### [What the task asks]
If you count the lines of the listing below, how many contain the string "background"? Reply with the number alone.

Excerpts from a point labeling dataset:
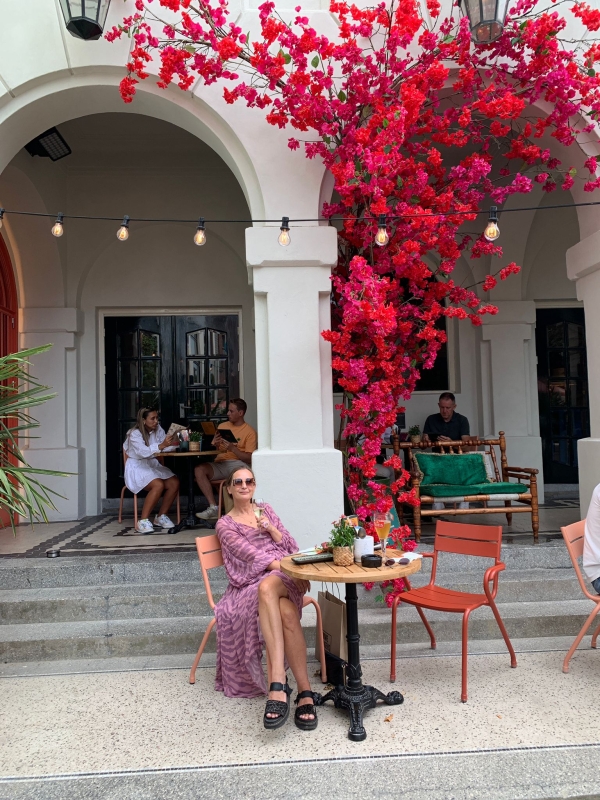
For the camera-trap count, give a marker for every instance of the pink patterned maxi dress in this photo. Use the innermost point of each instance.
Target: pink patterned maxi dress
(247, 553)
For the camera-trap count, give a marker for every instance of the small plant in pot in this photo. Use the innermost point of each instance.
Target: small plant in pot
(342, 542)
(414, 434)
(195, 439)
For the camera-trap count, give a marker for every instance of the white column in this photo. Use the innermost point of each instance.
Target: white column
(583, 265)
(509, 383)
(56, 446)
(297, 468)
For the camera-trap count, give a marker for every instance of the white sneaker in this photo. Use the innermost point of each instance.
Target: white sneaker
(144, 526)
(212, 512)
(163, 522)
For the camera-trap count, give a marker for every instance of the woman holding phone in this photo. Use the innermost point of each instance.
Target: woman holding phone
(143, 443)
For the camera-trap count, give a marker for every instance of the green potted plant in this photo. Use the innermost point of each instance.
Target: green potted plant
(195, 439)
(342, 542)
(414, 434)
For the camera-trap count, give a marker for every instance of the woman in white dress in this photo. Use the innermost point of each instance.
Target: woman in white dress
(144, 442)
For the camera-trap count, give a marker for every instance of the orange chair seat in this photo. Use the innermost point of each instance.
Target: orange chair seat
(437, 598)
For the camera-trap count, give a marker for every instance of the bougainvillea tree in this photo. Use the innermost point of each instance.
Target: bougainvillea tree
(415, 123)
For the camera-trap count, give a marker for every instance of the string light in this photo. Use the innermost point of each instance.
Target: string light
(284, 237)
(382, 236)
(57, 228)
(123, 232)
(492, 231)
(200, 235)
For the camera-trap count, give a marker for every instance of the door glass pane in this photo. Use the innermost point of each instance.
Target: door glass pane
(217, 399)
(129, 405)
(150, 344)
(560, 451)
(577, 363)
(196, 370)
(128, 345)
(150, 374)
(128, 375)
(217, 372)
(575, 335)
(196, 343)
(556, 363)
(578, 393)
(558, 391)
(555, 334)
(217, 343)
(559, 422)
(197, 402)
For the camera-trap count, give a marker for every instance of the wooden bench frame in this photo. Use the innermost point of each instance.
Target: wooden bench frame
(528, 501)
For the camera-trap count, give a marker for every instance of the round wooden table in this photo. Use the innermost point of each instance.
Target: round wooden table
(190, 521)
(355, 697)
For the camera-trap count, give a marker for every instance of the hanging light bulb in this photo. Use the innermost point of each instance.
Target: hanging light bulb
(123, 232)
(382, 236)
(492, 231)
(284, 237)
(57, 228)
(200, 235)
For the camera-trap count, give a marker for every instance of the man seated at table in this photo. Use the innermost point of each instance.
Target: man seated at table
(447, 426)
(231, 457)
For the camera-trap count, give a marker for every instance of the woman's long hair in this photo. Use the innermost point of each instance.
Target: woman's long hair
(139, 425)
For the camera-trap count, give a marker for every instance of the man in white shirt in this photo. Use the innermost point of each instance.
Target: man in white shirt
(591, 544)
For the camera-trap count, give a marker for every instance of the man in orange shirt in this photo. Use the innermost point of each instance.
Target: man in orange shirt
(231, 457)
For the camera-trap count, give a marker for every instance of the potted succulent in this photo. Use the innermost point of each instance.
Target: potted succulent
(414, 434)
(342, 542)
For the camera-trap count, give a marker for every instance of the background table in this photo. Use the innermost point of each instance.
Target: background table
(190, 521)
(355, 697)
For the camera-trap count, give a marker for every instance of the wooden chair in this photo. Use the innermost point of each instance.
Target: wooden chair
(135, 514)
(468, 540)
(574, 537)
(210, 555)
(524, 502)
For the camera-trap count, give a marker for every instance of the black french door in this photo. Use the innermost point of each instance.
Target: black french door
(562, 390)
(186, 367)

--

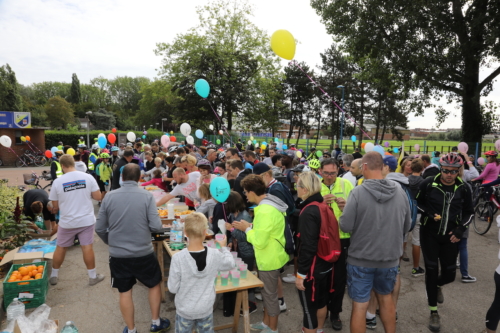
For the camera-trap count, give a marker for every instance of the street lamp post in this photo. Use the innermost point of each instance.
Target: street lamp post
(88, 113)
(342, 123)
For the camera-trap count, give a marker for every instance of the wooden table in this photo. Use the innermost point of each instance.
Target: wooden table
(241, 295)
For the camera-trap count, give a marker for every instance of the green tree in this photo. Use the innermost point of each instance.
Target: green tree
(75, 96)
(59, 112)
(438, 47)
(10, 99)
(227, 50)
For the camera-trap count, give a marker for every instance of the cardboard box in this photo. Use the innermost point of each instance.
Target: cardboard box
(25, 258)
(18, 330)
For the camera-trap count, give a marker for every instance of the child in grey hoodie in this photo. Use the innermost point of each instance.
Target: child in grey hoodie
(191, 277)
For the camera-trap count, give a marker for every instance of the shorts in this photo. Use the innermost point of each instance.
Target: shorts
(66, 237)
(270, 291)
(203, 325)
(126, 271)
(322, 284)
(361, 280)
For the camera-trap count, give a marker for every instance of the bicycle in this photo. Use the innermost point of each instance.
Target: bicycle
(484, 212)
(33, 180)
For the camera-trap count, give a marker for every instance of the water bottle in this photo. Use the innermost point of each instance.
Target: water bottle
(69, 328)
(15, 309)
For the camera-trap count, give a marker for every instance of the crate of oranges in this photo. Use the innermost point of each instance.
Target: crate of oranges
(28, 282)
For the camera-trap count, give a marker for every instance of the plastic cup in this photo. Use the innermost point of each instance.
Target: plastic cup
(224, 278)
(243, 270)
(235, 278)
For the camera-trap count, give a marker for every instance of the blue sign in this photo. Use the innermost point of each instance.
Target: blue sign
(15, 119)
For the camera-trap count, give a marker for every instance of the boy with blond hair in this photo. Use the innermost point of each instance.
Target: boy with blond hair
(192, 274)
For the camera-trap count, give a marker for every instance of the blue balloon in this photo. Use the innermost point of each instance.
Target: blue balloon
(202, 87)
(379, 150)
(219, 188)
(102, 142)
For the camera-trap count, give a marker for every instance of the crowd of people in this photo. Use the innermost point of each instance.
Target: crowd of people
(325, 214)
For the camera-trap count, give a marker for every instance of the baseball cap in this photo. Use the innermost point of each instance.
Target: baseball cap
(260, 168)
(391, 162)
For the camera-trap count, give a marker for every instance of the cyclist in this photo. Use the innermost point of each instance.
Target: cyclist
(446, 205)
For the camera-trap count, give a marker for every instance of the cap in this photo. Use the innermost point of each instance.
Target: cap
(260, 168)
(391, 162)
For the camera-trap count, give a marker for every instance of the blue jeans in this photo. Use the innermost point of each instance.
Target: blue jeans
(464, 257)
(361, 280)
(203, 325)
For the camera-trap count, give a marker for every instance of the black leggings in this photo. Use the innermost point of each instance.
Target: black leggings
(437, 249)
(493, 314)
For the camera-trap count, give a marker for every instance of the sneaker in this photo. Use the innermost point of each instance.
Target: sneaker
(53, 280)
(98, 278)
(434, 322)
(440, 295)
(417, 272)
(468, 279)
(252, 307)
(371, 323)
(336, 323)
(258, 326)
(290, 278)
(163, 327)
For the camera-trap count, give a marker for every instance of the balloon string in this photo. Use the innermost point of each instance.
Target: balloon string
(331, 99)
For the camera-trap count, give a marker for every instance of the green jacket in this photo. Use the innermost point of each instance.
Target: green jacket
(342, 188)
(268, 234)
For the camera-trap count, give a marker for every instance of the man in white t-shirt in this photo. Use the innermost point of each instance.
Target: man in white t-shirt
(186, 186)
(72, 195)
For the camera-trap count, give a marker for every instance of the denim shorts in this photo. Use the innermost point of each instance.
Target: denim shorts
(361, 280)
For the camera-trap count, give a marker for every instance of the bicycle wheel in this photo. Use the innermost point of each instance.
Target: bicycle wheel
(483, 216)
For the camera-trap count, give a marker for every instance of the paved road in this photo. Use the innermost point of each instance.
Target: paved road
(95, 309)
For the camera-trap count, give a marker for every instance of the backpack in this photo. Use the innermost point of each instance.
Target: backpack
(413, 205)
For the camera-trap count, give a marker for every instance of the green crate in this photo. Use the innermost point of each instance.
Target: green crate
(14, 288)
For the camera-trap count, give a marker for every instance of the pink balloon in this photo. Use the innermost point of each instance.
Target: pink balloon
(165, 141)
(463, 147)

--

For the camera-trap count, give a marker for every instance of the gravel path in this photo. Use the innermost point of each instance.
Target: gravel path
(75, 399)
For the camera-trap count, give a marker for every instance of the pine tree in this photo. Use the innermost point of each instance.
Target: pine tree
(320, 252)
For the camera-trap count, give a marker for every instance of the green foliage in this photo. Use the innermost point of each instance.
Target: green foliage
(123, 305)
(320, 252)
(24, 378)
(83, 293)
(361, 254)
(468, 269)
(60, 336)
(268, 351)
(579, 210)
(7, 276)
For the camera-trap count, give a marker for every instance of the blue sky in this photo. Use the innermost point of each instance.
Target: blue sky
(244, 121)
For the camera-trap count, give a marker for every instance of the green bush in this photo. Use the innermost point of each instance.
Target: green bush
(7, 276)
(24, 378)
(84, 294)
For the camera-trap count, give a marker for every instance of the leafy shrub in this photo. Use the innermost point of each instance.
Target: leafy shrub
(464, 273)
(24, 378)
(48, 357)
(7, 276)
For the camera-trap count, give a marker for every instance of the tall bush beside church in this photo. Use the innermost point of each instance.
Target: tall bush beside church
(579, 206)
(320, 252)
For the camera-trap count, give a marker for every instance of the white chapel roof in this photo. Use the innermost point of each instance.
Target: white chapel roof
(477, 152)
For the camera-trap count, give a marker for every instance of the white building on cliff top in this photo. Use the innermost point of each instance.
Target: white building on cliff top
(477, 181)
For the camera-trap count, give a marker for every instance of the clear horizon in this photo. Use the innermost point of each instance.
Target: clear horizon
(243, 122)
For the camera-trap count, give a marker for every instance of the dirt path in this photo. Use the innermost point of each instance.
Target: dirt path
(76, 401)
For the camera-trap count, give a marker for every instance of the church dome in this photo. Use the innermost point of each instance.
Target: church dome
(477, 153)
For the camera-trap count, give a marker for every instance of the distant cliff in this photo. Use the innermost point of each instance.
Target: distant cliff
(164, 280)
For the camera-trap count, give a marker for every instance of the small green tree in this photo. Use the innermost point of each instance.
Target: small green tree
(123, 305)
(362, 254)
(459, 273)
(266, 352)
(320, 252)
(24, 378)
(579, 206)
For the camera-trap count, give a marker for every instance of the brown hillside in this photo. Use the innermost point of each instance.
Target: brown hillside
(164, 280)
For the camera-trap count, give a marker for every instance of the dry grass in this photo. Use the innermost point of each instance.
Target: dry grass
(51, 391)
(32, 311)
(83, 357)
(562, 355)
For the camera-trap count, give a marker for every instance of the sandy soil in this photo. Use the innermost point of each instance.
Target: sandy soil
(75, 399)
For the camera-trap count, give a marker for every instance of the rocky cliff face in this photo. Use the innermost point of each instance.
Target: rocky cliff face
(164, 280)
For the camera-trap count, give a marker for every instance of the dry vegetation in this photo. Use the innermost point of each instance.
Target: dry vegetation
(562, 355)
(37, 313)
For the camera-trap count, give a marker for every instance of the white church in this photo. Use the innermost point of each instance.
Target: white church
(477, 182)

### [Response to this exercise]
2